Task instructions:
The records are to be repeated in full. Every line must match.

Source data:
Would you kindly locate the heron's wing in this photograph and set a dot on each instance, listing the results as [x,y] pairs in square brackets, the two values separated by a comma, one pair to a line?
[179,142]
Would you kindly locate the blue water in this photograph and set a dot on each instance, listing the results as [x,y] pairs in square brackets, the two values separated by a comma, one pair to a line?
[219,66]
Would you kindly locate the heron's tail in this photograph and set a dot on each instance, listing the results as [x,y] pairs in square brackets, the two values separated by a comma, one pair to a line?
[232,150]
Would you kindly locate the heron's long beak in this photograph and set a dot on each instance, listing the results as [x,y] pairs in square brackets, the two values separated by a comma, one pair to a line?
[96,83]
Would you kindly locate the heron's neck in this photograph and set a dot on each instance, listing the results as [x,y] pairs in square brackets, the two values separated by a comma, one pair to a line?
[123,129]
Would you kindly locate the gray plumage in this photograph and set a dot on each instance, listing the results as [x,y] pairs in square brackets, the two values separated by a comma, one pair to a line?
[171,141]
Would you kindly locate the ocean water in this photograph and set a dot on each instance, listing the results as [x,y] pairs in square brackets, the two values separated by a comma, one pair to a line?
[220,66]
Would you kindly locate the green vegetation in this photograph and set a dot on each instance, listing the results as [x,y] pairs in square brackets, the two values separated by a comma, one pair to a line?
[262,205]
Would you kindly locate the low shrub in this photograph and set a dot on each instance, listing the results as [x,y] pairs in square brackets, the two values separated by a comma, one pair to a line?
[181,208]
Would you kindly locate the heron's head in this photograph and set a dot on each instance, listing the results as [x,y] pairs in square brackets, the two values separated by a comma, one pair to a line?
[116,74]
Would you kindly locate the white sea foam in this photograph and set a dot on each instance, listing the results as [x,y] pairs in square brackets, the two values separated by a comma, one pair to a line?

Result of the task:
Would you kindly locate the heron's wing in this photograph and set a dot on each instance, listing the results as [x,y] pairs in square brackets, the two values separated by a comma, one pair to a line?
[179,142]
Would you kindly locate the blue water in this photograph and set a dot on each instance, listing the results as [x,y] pairs in square brackets, the two values separated by a comma, one pair to a line?
[219,66]
Would you kindly locate the heron's tail in this photograph and set a dot on each instance, listing the results as [x,y] pairs in square brackets, the two values separated by a comma, one pair to a line?
[232,150]
Would you kindly locate the heron's long beak in this photograph and set a dot on each instance, listing the results as [x,y] pairs in square brackets, the two values separated by a comma, one pair to a line?
[96,83]
Would you kindly locate the heron's neck in this photograph and set a dot on each instance, listing the results as [x,y] pairs in square brackets, the two values separated by a comma, one pair to a line?
[123,129]
Would you kindly locate the gray plumage in this photograph and set a dot on each instance, listing the results as [x,y] pairs in square brackets, the two values separated by a comma, one pair to a line?
[171,141]
Would you kindly locate the ocean water in this photograph and set a dot on each instance, listing the results as [x,y] pairs in square brackets, the two values separated by a comma, one pair to a line?
[220,66]
Would you kindly locate the green vegetation in this photograph and set a dot on each instance, listing the results as [x,y] pairs in square brackets, the two values separated by a comma, one pair to a line?
[262,205]
Would you kindly locate the low shrub in this photograph and set a dot on each instance, listing the results as [x,y] pairs in square brackets, the two values separated by a comma, one pair to a line?
[181,208]
Would you kindly locate the heron's head in this photograph and set a dot on each instance, listing the results as [x,y] pairs in square brackets, the two values separated by a comma, one pair to a line?
[116,74]
Would you kindly locate the white sea foam in this photograph and set a dot on each instance, listing the results as [x,y] pairs in square brackets, the two values separated by a comma, one pair to a line?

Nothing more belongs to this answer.